### Work to be completed
An exact copy of the listing is what the response must contain.
┌──
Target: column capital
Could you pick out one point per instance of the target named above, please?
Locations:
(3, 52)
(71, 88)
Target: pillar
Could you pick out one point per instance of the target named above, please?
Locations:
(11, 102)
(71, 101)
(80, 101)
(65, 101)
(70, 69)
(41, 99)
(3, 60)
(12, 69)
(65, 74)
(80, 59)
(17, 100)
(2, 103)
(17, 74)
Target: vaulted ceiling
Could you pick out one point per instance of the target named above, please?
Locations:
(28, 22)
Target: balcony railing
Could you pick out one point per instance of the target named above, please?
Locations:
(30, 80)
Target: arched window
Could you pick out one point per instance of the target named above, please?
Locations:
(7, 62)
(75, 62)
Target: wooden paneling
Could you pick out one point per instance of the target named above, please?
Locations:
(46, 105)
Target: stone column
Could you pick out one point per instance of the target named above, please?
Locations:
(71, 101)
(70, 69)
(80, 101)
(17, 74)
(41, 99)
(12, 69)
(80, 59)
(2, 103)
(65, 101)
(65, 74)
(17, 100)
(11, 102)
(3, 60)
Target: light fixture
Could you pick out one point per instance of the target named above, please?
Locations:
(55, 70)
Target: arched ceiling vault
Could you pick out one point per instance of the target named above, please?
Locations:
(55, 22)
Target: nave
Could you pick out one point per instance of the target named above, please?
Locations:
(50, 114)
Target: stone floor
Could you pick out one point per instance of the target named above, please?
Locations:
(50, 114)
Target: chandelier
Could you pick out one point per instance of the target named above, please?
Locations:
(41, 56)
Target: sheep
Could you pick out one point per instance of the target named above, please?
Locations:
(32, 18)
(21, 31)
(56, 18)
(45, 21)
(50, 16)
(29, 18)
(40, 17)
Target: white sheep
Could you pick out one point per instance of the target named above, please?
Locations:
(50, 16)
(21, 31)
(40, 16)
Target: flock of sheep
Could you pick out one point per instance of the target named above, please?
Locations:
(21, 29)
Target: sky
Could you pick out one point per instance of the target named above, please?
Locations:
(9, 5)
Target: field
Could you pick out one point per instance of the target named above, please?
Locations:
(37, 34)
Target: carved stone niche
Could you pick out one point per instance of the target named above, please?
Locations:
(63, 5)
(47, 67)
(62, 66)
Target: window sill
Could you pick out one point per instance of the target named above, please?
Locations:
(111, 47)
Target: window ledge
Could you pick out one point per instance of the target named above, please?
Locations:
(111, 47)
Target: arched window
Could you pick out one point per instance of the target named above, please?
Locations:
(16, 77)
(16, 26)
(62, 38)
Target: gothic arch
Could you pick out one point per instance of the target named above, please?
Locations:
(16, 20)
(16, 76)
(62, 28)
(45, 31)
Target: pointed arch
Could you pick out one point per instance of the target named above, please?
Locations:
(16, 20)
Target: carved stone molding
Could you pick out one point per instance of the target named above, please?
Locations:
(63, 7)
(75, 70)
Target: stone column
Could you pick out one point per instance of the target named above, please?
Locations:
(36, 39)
└──
### Exercise result
Target: column capital
Could you pick out one point per instance of the target named above, please?
Locations:
(3, 52)
(71, 88)
Target: pillar
Could you pick out one point per instance of the target named above, please?
Locations:
(11, 102)
(71, 101)
(80, 101)
(65, 101)
(70, 69)
(41, 99)
(3, 60)
(12, 69)
(65, 74)
(80, 59)
(17, 100)
(2, 103)
(17, 74)
Target: vaulted ceiling
Could you pick out one point per instance of the target named above, please?
Locations:
(28, 22)
Target: balcony railing
Could you pick out one point per instance of the target named above, please?
Locations:
(30, 80)
Target: arched window
Could you pick out one point per instance of the target named above, please?
Locations:
(7, 62)
(75, 62)
Target: wooden paneling
Could you pick out one point per instance of the target named above, please?
Locations:
(46, 105)
Target: stone column
Could you pick out one point per instance of the target named above, please?
Locations:
(71, 101)
(70, 69)
(80, 101)
(17, 74)
(41, 99)
(12, 69)
(80, 59)
(2, 103)
(65, 101)
(65, 74)
(17, 100)
(11, 102)
(3, 60)
Target: light fixture
Could you pick out one point per instance of the target named above, please?
Locations:
(55, 70)
Target: arched ceiling vault
Could you pick out one point per instance of the target named above, please?
Locations:
(55, 22)
Target: nave
Could you pick out one point per instance of the target named above, please?
Locations:
(50, 114)
Target: stone floor
Could you pick out one point per instance of the target named above, please?
Locations:
(50, 114)
Target: chandelier
Could you pick out one point per instance of the target named above, please?
Locations:
(41, 56)
Target: sheep
Could you pick out one point per instance of the target named above, please?
Locations:
(32, 18)
(21, 31)
(56, 18)
(45, 21)
(50, 16)
(29, 18)
(40, 17)
Target: white sheep
Could you pick out one point per instance of the target named above, please?
Locations:
(50, 16)
(21, 31)
(40, 16)
Target: flock of sheep
Could you pick out one point per instance of the target named above, please?
Locations:
(21, 29)
Target: sky
Could you pick out one point per instance of the target named above, please?
Locations:
(9, 5)
Target: field
Could you pick out one point per instance of the target named above, please?
Locations:
(37, 34)
Target: carved stone niche
Could you pick out one point per instance of the target named above, please?
Locations:
(63, 5)
(47, 67)
(62, 66)
Target: window sill
Could you pick out one point per instance of the target named above, please?
Locations:
(111, 47)
Target: window ledge
Could you pick out one point per instance of the target named above, please?
Locations:
(111, 47)
Target: arched window
Could you pick out one point per instance of the target named above, please?
Locations:
(16, 77)
(16, 26)
(62, 38)
Target: gothic arch
Could you pick out one point per instance of the target named above, please?
Locations:
(16, 20)
(16, 76)
(62, 28)
(45, 31)
Target: pointed arch
Could you pick out one point per instance of the target named above, please?
Locations:
(16, 20)
Target: carved stone molding
Could you pick out one point per instance of the target named above, please?
Locations:
(63, 7)
(75, 70)
Target: stone column
Could you pick out one point per instance of the target named above, please?
Locations:
(36, 39)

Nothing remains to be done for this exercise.